═══ Records provided ═══

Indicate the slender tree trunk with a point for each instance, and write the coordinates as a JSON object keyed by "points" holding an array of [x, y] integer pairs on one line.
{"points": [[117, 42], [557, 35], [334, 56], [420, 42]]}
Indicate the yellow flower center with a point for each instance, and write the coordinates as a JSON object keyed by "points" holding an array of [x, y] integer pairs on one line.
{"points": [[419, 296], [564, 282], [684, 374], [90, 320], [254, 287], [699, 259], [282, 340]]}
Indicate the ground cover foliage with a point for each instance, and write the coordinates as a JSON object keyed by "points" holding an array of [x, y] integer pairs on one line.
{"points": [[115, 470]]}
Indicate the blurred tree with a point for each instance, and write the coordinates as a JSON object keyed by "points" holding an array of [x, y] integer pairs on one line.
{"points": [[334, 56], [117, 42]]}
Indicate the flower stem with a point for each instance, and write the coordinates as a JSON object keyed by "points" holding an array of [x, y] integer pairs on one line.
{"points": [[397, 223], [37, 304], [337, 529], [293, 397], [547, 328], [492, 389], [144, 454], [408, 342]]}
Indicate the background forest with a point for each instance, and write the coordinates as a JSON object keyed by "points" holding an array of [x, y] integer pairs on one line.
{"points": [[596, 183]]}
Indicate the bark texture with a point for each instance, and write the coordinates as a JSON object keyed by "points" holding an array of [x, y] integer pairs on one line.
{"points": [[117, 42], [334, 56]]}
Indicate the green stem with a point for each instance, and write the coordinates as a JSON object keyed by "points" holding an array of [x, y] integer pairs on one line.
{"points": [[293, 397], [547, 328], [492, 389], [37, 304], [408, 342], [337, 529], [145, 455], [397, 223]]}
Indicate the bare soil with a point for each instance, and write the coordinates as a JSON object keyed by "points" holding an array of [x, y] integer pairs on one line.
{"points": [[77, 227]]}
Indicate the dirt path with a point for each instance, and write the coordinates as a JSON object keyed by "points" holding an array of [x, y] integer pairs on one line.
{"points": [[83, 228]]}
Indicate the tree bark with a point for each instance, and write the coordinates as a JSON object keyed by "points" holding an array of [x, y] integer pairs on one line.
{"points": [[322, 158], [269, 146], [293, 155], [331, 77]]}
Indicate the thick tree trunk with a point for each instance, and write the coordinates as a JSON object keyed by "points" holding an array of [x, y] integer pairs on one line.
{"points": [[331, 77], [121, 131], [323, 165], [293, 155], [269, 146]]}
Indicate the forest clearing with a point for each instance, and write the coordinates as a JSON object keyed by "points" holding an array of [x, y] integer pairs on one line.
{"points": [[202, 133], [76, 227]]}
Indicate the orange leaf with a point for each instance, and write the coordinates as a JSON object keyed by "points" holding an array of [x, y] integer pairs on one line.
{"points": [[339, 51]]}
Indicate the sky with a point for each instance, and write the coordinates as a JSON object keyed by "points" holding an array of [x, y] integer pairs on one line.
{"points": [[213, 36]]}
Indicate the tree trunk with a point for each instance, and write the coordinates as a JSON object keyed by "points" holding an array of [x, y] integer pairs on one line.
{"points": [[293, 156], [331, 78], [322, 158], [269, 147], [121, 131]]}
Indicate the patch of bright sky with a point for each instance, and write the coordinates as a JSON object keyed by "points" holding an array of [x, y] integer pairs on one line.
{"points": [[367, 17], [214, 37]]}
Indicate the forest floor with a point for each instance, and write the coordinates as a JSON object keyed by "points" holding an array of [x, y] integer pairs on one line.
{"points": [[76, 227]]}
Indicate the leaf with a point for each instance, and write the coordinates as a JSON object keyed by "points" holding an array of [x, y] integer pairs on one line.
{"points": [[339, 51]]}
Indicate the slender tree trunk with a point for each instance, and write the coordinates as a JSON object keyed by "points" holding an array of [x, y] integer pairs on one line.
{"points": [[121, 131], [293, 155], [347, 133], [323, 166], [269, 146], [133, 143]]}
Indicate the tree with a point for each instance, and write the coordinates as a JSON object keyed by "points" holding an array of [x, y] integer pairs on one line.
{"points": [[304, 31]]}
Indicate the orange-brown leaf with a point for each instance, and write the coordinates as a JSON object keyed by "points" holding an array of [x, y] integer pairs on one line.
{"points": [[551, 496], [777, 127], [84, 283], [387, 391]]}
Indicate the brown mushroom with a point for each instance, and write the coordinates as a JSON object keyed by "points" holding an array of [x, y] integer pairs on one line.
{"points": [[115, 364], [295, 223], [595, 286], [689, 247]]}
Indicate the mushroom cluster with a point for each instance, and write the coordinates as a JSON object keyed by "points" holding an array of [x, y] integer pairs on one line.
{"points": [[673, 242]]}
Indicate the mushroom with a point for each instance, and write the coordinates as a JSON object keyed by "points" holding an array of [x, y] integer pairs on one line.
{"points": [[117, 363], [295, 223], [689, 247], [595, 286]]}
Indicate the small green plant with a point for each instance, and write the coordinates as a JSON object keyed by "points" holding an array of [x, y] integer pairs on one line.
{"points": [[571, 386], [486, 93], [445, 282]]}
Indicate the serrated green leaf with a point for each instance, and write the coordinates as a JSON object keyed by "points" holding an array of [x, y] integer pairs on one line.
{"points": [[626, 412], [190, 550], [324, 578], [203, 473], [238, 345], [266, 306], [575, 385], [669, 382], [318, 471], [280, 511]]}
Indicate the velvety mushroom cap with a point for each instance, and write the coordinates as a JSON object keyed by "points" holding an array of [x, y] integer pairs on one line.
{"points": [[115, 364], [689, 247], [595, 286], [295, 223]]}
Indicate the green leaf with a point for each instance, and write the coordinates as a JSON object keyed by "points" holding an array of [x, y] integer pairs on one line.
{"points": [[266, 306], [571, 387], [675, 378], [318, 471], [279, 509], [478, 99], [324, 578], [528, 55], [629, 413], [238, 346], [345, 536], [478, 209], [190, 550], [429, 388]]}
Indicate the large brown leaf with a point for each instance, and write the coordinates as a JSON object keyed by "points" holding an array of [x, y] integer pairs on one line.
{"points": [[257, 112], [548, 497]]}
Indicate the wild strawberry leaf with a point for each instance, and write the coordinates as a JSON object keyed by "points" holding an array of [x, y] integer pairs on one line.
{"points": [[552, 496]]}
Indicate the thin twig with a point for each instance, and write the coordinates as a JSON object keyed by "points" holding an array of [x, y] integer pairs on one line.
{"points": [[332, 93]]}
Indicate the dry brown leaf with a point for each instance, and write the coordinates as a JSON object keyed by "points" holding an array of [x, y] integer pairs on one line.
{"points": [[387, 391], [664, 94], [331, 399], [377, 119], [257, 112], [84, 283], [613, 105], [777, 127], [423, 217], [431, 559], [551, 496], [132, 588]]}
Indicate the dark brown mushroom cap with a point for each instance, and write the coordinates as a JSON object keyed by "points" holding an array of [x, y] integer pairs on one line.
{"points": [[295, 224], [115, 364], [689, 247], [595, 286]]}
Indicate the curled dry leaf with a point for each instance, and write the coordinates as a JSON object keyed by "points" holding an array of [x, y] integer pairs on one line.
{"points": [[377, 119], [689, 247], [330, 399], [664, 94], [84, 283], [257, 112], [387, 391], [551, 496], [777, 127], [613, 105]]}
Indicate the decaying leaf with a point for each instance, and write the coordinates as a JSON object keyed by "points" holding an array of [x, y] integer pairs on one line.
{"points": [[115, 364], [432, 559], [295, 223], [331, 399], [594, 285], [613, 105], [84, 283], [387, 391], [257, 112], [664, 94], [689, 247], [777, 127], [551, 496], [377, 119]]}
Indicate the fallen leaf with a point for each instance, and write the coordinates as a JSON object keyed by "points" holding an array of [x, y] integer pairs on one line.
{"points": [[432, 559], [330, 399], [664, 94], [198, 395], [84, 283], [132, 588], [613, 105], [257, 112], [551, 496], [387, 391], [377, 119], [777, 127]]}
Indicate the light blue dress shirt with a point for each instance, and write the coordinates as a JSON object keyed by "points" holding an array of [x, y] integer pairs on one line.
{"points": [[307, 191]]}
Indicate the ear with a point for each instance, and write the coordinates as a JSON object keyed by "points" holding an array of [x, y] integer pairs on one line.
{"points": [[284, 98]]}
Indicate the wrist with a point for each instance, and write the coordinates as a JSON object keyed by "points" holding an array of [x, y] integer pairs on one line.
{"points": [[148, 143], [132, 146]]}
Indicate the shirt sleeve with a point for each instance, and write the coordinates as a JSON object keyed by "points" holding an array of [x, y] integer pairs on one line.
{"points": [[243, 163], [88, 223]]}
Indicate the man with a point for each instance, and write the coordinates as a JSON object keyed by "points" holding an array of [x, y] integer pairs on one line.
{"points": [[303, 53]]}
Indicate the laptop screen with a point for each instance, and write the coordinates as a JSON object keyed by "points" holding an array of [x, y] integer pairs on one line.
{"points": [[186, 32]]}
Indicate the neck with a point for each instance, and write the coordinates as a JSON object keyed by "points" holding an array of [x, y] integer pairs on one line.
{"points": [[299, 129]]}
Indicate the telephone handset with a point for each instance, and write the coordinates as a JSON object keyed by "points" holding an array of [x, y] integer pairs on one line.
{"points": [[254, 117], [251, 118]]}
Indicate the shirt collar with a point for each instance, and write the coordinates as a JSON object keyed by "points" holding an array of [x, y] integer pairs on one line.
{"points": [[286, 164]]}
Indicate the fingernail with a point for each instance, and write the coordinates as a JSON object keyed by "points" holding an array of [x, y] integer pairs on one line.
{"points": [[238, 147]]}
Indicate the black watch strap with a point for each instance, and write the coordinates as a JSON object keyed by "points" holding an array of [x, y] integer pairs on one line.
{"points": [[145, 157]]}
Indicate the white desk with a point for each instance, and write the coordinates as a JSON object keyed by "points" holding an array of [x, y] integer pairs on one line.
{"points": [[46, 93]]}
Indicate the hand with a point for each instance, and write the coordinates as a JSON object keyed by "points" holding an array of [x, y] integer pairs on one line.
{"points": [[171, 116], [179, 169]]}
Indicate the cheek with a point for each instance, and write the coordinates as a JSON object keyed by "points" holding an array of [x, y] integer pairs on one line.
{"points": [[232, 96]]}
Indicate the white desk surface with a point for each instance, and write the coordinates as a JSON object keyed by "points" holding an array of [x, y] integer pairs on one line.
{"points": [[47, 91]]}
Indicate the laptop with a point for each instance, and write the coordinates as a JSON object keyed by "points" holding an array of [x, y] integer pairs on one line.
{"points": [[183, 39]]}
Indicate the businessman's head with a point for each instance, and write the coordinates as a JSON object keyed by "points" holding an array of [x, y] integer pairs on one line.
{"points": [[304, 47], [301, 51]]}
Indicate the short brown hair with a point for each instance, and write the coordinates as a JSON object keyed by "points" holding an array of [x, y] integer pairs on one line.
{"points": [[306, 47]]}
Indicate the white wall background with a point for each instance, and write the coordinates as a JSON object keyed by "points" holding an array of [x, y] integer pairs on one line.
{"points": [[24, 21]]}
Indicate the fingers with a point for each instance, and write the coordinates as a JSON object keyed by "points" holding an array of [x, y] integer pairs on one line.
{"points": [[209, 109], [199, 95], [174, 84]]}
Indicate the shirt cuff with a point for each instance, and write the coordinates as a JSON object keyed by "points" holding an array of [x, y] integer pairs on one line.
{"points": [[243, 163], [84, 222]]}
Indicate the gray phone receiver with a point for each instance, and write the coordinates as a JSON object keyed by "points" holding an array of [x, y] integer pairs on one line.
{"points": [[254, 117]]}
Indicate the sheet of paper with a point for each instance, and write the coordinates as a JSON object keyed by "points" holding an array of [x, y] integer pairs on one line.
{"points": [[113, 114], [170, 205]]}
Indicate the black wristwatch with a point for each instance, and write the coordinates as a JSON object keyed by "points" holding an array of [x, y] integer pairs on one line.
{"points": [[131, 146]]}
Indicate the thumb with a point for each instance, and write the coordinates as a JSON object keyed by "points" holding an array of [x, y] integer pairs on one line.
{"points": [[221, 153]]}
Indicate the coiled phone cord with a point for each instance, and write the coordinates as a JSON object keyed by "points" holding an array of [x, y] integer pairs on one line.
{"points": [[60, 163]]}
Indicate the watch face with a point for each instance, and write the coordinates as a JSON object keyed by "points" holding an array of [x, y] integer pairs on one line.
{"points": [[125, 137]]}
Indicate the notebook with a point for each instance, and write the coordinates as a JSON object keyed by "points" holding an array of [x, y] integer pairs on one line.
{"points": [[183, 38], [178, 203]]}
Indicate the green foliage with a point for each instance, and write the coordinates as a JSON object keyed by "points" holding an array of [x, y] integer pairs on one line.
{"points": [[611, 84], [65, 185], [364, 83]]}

═══

▶ What is being asked: Return only the lines running from the line with "Indicate the watch" to the last line of the records, both included, exactly as written.

▶ The completed task:
Indicate the watch face with a point for each instance, and write the coordinates as a JSON object keyed by "points" holding an array of [x, y] integer pairs on one line.
{"points": [[125, 137]]}
Indicate the notebook with a point for each instance, and write the coordinates as a JSON object keyed by "points" holding an array of [x, y] integer pairs on one line.
{"points": [[183, 38], [178, 203]]}
Indicate the green foliage with a point for each instance, and write the coordinates as a JSON object keyed by "points" holding an array of [x, y] integer pairs on one line.
{"points": [[611, 84], [65, 185], [364, 83]]}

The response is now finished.